PROVIDED DATA:
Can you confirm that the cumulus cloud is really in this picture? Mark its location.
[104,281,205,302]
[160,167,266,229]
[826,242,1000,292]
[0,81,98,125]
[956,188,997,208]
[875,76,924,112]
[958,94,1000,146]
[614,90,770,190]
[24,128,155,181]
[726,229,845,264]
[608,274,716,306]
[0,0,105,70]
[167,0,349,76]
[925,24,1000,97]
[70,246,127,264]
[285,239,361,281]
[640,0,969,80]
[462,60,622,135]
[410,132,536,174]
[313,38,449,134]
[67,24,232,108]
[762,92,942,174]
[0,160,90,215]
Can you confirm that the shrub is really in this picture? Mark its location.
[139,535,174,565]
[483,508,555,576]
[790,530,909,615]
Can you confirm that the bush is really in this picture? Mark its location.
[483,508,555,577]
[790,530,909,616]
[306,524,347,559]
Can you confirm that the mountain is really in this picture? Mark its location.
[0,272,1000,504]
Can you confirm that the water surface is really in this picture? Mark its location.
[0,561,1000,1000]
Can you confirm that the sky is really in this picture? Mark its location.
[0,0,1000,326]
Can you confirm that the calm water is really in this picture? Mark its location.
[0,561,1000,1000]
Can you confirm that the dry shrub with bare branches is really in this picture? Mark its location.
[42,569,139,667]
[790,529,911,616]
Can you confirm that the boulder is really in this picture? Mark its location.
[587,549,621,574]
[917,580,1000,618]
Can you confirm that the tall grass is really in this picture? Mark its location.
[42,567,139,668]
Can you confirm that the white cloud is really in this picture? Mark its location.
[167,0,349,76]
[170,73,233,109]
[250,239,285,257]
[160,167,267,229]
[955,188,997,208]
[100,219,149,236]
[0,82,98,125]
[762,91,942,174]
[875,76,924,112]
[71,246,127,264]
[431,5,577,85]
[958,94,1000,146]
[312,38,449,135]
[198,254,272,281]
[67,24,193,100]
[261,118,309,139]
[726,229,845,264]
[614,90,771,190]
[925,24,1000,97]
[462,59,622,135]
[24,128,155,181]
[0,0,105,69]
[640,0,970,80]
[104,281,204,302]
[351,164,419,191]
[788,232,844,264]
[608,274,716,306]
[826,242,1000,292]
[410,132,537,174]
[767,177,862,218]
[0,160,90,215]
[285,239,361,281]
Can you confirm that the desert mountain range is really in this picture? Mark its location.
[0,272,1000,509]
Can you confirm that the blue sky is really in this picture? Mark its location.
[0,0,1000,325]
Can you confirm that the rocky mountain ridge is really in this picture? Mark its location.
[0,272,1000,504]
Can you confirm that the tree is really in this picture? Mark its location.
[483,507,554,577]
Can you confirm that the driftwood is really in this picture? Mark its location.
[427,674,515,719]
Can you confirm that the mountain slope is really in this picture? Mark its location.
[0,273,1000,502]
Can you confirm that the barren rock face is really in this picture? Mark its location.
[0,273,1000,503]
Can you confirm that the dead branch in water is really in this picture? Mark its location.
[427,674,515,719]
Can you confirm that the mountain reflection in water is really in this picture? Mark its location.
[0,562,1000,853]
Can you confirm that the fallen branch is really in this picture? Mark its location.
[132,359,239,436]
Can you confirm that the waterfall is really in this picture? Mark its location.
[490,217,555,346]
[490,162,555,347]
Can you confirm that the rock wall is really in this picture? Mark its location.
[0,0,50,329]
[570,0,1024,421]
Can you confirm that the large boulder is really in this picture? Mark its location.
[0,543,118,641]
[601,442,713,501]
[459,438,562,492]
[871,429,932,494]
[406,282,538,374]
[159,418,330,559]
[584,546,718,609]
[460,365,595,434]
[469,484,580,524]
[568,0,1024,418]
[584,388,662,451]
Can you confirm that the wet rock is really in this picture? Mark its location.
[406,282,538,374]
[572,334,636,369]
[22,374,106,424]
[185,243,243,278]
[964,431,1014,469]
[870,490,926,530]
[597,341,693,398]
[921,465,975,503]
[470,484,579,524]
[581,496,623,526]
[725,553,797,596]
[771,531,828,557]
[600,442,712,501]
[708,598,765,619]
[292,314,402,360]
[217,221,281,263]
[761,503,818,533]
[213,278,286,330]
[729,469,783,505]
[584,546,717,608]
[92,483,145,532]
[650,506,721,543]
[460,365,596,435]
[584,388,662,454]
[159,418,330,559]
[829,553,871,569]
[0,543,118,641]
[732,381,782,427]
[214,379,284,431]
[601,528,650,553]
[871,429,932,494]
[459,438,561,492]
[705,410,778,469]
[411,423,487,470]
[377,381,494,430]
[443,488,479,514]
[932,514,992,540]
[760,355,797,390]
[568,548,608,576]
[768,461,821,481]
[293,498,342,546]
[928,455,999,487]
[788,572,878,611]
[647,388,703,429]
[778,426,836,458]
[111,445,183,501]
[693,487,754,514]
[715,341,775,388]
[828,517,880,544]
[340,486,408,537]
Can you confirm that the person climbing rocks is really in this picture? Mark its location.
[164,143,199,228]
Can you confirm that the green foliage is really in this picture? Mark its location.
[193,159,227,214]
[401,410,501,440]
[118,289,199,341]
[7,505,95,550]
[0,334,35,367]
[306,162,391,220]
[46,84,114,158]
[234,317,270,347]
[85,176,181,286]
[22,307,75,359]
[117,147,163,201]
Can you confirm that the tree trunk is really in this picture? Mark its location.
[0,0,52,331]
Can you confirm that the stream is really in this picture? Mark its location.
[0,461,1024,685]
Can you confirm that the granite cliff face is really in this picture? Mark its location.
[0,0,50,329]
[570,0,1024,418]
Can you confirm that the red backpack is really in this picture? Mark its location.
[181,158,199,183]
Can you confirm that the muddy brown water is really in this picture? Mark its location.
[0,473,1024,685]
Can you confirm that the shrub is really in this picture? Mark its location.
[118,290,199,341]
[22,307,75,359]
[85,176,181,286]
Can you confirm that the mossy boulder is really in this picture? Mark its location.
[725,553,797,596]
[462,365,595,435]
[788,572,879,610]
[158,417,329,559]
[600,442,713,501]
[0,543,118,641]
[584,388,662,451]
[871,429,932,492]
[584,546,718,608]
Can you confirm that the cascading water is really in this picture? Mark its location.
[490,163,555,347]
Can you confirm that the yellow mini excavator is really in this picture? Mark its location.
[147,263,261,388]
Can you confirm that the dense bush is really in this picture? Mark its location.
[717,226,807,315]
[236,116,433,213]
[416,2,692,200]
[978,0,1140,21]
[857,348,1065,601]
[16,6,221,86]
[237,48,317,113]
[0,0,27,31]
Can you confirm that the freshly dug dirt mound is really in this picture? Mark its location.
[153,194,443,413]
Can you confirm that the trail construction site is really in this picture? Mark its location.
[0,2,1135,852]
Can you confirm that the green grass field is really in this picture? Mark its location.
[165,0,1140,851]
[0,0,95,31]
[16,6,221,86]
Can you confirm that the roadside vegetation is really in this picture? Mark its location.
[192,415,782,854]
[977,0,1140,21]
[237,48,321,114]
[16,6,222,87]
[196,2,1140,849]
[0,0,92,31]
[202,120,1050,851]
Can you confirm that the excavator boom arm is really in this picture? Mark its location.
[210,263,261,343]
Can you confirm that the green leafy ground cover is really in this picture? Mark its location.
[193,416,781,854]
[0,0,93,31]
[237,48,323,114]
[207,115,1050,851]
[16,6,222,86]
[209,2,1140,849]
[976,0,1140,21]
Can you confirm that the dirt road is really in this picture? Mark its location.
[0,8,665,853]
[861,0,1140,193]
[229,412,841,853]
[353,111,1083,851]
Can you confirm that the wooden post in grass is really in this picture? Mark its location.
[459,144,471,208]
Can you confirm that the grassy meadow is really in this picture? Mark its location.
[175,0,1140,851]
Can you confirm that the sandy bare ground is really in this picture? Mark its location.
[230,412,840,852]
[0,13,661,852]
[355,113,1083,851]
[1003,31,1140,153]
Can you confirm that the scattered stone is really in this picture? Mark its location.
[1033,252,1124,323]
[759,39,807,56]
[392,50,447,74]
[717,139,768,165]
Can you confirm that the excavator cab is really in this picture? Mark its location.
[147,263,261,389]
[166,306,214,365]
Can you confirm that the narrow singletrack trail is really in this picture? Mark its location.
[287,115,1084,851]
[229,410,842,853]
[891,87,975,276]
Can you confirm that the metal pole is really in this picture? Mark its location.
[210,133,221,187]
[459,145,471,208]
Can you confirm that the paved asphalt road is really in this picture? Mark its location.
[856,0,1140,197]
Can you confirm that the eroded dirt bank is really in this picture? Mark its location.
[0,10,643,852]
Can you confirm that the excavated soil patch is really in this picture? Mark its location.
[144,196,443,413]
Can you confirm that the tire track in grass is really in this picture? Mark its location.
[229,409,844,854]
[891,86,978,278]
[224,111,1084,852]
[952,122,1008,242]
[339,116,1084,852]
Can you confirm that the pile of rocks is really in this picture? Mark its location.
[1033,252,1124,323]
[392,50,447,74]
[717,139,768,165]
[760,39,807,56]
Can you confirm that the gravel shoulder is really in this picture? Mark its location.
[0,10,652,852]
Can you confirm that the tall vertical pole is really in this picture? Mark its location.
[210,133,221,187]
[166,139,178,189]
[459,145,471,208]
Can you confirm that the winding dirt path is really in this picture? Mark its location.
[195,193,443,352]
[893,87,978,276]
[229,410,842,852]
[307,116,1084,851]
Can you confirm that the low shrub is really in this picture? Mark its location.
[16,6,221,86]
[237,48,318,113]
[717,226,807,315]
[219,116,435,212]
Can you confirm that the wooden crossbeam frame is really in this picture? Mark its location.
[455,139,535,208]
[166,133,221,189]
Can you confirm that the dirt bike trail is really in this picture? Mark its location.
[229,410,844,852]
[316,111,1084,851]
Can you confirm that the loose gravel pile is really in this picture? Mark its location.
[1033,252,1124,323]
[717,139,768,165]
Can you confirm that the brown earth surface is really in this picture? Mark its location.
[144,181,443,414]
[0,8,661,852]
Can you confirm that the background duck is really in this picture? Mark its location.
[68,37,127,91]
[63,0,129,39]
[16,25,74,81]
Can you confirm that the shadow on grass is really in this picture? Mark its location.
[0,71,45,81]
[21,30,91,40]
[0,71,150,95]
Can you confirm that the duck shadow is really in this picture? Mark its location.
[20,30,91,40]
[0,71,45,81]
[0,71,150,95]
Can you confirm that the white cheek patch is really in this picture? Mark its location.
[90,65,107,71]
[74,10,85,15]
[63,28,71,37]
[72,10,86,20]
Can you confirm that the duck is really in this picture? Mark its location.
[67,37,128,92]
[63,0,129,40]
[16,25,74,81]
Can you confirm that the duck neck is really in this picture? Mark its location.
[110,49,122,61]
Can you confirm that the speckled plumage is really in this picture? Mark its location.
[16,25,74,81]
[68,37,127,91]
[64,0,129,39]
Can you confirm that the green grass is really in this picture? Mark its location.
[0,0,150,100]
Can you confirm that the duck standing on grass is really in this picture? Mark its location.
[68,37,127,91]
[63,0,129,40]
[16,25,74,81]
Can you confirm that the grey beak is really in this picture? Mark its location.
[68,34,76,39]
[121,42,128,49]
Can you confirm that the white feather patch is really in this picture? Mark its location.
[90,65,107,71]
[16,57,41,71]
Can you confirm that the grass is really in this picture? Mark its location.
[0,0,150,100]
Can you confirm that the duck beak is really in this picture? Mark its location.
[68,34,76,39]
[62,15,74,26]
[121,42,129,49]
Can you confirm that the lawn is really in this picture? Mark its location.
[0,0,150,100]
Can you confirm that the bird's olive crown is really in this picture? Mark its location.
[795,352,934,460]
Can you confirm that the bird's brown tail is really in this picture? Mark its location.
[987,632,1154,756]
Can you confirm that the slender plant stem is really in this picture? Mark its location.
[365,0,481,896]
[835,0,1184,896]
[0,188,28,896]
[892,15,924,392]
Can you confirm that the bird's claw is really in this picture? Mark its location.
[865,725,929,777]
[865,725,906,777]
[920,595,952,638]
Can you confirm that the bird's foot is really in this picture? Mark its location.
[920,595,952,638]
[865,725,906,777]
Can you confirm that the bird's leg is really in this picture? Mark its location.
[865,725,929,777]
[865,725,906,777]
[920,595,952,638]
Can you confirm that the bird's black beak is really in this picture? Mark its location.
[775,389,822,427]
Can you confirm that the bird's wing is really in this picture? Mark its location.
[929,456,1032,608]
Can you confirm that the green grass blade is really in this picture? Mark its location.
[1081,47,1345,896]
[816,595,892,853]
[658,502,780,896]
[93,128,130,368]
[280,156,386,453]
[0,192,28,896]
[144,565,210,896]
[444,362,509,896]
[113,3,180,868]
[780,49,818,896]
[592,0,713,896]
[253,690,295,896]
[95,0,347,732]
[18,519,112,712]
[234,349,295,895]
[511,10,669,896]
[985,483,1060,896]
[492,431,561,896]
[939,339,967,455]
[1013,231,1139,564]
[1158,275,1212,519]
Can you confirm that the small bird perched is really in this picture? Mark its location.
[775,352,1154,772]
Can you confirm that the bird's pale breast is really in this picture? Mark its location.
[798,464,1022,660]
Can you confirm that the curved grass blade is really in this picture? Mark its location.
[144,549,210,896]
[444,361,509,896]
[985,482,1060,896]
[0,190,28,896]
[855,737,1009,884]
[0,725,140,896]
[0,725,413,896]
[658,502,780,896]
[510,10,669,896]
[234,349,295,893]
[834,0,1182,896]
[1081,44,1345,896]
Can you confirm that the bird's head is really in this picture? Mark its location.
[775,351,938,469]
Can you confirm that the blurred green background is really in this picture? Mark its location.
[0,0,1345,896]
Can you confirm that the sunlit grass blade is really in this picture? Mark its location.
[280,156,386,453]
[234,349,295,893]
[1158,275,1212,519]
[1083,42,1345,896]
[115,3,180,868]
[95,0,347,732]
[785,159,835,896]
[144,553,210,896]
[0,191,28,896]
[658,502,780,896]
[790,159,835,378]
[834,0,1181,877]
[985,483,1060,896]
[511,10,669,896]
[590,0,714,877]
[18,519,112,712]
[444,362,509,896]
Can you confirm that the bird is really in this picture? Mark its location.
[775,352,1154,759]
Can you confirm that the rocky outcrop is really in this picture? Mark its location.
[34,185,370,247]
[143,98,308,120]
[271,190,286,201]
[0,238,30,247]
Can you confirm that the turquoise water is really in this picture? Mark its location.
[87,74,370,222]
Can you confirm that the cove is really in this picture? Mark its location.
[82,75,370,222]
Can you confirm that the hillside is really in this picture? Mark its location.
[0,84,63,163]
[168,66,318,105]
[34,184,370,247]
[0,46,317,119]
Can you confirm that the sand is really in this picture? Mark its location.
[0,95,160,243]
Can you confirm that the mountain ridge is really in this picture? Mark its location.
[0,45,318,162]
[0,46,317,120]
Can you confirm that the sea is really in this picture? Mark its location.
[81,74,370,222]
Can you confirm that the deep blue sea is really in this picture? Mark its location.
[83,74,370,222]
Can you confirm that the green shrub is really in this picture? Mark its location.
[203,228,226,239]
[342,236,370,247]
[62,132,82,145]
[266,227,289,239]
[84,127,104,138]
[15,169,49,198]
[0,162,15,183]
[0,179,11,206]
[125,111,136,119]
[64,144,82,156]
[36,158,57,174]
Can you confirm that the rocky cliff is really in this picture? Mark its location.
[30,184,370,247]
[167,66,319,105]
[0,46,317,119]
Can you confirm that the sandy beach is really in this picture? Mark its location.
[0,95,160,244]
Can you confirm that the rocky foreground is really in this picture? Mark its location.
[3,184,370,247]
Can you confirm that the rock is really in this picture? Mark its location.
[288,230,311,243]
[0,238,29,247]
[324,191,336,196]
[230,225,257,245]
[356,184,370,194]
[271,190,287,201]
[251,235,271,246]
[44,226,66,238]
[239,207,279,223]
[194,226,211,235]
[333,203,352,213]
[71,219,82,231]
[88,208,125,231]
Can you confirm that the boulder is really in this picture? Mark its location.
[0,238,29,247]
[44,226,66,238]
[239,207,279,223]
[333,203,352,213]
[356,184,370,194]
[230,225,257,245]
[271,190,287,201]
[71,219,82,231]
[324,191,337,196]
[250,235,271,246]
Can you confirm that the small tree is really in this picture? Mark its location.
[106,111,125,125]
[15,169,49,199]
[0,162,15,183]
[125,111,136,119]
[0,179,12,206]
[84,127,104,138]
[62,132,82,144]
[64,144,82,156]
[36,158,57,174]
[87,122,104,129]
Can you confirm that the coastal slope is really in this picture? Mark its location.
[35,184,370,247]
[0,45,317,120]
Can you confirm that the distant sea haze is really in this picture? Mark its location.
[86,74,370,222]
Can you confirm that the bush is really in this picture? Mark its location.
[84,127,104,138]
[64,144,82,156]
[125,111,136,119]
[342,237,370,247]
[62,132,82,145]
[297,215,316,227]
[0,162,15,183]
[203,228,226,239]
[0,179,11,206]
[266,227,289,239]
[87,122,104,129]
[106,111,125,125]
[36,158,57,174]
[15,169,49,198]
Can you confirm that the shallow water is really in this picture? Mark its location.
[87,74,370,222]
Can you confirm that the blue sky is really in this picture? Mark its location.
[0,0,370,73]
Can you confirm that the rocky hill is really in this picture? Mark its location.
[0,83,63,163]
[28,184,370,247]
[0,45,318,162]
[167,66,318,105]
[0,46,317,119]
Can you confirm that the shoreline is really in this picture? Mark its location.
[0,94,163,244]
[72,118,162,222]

STATED PROBLEM: Copy the rows above word for word, from the row containing "Can you confirm that the excavated" up to and including the row containing "[339,116,1084,852]".

WORKED SOLUTION:
Can you confirm that the excavated soil patch is really in this picture? Mark its location.
[144,196,443,413]
Can you confirm that the tire track in grass is really in this picture? Mark its location.
[229,409,844,854]
[891,86,978,278]
[224,111,1084,852]
[952,122,1008,242]
[339,116,1084,852]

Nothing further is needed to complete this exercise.